# Lift or Ladder?



## Warren (Feb 19, 2005)

40'er aint reachin that!


----------



## summithomeinc (Jan 3, 2011)

RemodelGA said:


> If you come down I'm game for meeting up for drinks :drink:


Wanna spring for the helpers ticket? They can share a room..:laughing:


----------



## J L (Nov 16, 2009)

summithomeinc said:


> Wanna spring for the helpers ticket? They can share a room..:laughing:


Yeah, the helpers ticket would probably be cheaper than buying drinks :laughing:


----------



## Builder Butch (Jan 30, 2012)

I vote lift.Thats gonna be tough off a latter. Plus i dont see why you can't paint that in 4 to 6 hours and drive home and save the hotel bill?
Good Luck!


----------



## summithomeinc (Jan 3, 2011)

Builder Butch said:


> I vote lift.Thats gonna be tough off a latter. Plus i dont see why you can't paint that in 4 to 6 hours and drive home and save the hotel bill?
> Good Luck!


I thought so too. So I figured 16 hours. Seemed too simple so I added extra time to make sure I'm ok. I figured the room because if it takes 4 hours round trip driving, 8 hours working, 1 hour lunch, 1 hour for supper, not to mention the thing no one expects, like cars parking next to our lift in an emptyu lot, people stopping us to ask questions like can we get their cat out of a tree, or all the other things that happen that are unplanned for, that's a long day. I'll take the room.


----------



## ohiohomedoctor (Dec 26, 2010)

■ Material:
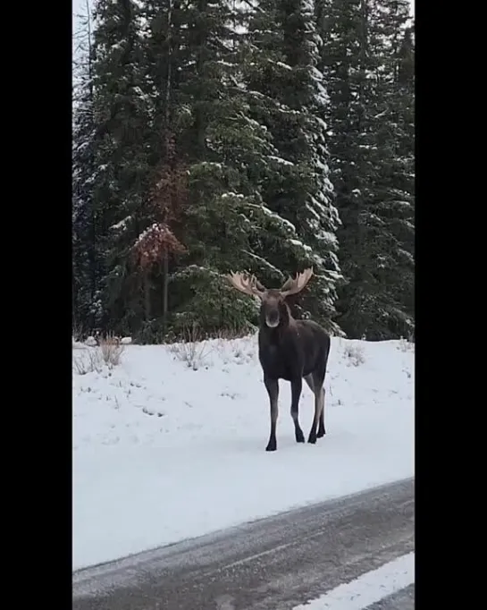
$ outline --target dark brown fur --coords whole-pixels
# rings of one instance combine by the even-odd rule
[[[291,384],[290,413],[296,441],[305,442],[298,420],[303,378],[315,394],[315,417],[307,442],[315,444],[316,438],[325,434],[323,383],[330,353],[330,335],[312,320],[294,319],[285,301],[287,293],[302,290],[310,276],[308,274],[307,279],[302,280],[303,285],[299,284],[301,276],[289,280],[280,291],[265,290],[255,280],[249,285],[232,281],[238,290],[254,293],[261,299],[258,355],[271,406],[271,434],[266,451],[277,448],[275,430],[280,379]]]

■ Work instructions: Please rewrite the lift-or-ladder thread from "I thought so" up to and including "take the room.", putting "motel" wherever "room" appears. The lines have nothing to do with the lift-or-ladder thread.

■ Right answer:
I thought so too. So I figured 16 hours. Seemed too simple so I added extra time to make sure I'm ok. I figured the motel because if it takes 4 hours round trip driving, 8 hours working, 1 hour lunch, 1 hour for supper, not to mention the thing no one expects, like cars parking next to our lift in an emptyu lot, people stopping us to ask questions like can we get their cat out of a tree, or all the other things that happen that are unplanned for, that's a long day. I'll take the motel.